Trecho do documento →

* * *

Dois participantes do grupo criado pelo Ministério da Economia para discutir mudanças nas regras de patentes no país abandonaram a iniciativa na última semana, em protesto contra a forma de condução dos debates.
O primeiro a anunciar o desligamento foi o Grupo de Trabalho sobre Propriedade Intelectual (GTPI) que congrega organizações da sociedade civil, movimentos sociais e especialistas em propriedade intelectual e acesso a medicamentos. No comunicado, o GTPI afirmou que o espaço criado pelo governo não era democrático, não buscava encontrar soluções técnicas para problemas reais e apresentava um “viés explícito em favor de interesses transnacionais”.
Na quinta-feira (20/10) foi a vez da Associação Nacional dos Pesquisadores em Propriedade Industrial (ANPESPI) , que reúne servidores do Instituto Nacional de Propriedade Industrial, se afastar. “Os trabalhos não foram conduzidos de forma a proporcionar o debate. Um tema como esse, que traz reflexos para toda sociedade, não pode ser tratado de forma atabalhoada”, afirmou ao JOTA o presidente da ANPESPI, Maurício Almeida.

* * *

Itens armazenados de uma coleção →
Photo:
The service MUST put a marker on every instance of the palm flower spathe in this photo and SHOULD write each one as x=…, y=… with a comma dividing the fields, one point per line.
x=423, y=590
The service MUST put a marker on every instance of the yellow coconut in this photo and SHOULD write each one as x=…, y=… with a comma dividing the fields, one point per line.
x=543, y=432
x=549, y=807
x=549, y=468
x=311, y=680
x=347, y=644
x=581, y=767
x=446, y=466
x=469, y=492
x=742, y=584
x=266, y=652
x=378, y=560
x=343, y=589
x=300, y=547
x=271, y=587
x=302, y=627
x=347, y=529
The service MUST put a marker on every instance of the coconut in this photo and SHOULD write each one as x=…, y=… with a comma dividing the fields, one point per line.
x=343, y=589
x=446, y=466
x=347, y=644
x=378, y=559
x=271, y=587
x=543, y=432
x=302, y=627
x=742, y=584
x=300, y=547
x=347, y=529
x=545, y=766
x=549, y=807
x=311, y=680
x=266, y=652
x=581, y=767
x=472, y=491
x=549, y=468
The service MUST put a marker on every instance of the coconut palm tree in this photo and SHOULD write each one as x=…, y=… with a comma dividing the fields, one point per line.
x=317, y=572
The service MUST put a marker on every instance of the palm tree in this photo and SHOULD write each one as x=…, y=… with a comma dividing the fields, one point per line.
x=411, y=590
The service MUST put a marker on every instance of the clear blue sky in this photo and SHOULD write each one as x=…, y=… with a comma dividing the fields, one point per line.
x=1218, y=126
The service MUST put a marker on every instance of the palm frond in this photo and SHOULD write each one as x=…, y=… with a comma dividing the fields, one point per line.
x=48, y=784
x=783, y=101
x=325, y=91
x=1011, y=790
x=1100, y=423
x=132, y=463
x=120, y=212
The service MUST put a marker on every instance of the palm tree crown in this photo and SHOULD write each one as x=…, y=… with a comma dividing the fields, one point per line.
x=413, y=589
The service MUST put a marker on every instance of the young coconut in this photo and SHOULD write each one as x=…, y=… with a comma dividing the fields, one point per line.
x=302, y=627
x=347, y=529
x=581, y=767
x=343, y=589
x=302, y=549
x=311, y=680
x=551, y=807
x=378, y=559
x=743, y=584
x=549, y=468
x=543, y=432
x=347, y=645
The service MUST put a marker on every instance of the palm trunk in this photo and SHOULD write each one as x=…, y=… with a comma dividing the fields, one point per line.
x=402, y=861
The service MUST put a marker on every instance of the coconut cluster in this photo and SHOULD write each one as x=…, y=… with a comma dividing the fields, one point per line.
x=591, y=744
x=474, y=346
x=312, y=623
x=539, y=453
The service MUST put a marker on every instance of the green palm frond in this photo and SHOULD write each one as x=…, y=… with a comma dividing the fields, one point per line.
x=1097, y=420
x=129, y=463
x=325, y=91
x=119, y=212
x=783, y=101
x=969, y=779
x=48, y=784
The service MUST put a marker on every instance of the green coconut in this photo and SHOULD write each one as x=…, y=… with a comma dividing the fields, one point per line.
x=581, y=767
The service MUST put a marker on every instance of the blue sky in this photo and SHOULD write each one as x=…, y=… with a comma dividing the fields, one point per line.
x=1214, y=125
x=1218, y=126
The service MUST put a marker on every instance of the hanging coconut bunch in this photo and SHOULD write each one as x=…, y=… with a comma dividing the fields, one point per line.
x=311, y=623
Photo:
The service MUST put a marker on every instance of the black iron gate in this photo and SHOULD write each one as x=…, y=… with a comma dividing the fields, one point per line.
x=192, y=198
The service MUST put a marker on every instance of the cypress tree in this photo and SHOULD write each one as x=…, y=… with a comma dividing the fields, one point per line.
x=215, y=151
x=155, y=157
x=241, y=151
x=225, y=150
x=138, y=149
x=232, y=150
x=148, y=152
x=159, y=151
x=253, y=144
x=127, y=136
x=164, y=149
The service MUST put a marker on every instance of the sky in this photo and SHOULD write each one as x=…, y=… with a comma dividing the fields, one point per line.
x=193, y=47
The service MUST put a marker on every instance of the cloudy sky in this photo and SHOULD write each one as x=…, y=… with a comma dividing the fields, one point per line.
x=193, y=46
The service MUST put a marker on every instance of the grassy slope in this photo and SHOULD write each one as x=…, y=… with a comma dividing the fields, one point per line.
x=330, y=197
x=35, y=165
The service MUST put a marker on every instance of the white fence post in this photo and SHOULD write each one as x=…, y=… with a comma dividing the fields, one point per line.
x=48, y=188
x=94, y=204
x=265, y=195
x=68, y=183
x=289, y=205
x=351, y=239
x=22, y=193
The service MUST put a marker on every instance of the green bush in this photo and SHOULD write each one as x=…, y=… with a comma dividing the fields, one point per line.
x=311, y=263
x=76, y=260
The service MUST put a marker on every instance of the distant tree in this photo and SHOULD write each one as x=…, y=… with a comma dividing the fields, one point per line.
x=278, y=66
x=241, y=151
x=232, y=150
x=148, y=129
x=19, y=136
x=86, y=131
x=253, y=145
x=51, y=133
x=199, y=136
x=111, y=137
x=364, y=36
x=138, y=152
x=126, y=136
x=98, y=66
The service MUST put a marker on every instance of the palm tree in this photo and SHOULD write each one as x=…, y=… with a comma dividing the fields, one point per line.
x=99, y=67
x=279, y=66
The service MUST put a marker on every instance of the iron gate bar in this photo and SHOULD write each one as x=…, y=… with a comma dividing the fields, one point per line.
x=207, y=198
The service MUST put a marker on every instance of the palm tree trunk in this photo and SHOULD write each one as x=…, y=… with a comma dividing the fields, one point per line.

* * *

Tarefa 1 →
Segundo o texto sobre as regras de patentes, quem preside a ANPESPI?
Tarefa 2 →
Cite literalmente a passagem do texto sobre as regras de patentes que vai de "Dois participantes do" a "condução dos debates.", inclusive.
Responda com base apenas no texto sobre as regras de patentes.

Resultado da tarefa 1 →
Maurício Almeida.

Resultado da tarefa 2 →
Dois participantes do grupo criado pelo Ministério da Economia para discutir mudanças nas regras de patentes no país abandonaram a iniciativa na última semana, em protesto contra a forma de condução dos debates.